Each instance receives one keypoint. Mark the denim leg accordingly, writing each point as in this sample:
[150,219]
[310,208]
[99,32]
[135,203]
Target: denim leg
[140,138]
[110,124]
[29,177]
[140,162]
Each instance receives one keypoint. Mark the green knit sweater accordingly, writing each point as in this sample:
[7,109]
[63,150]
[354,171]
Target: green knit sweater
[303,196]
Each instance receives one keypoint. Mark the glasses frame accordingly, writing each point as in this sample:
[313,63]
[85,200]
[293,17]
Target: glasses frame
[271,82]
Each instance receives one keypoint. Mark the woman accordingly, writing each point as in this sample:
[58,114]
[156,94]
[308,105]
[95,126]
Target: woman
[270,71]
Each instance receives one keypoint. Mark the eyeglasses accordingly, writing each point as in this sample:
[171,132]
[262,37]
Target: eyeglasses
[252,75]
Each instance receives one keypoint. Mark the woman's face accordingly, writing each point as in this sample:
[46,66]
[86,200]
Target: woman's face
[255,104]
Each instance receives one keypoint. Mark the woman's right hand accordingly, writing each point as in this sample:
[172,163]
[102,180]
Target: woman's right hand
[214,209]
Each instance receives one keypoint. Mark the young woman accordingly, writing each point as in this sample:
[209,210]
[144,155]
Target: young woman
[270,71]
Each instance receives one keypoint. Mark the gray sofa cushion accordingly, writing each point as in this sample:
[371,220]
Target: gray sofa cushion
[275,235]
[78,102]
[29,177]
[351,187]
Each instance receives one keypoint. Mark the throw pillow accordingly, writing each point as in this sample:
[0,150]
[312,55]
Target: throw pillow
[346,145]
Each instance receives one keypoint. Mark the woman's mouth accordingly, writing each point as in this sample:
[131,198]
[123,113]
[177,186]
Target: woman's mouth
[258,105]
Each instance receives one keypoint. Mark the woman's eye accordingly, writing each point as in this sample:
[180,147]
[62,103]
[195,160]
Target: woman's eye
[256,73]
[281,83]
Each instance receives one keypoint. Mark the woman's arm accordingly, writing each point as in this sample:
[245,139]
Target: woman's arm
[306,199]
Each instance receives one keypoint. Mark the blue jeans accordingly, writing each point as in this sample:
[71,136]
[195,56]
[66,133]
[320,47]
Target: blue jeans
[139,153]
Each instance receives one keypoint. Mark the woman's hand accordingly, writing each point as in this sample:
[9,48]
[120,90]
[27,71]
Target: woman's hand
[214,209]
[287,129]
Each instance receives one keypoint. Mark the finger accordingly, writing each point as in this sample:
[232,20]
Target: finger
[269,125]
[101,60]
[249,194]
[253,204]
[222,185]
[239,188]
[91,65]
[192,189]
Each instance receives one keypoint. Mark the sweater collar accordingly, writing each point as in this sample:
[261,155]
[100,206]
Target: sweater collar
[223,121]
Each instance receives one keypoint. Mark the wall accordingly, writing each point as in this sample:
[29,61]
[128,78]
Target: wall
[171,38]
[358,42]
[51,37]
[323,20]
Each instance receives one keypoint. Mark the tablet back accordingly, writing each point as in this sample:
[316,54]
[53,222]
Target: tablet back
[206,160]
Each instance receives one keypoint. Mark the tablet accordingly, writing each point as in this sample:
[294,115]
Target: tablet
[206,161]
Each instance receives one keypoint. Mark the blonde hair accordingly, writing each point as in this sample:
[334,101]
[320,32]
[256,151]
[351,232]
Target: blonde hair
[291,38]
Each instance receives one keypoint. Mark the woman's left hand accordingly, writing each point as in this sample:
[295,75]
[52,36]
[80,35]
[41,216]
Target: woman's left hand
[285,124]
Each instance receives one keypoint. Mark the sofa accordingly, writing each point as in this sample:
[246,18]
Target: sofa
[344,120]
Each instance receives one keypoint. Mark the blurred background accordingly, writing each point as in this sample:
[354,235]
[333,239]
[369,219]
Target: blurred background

☆ ☆ ☆

§ **WHAT NEEDS TO BE DONE**: Which lines above include the string "background"? Show them.

§ **TASK SOLUTION**:
Each instance receives one keypoint. Mark the blurred background accordingly, writing each point as in this sample:
Target: blurred background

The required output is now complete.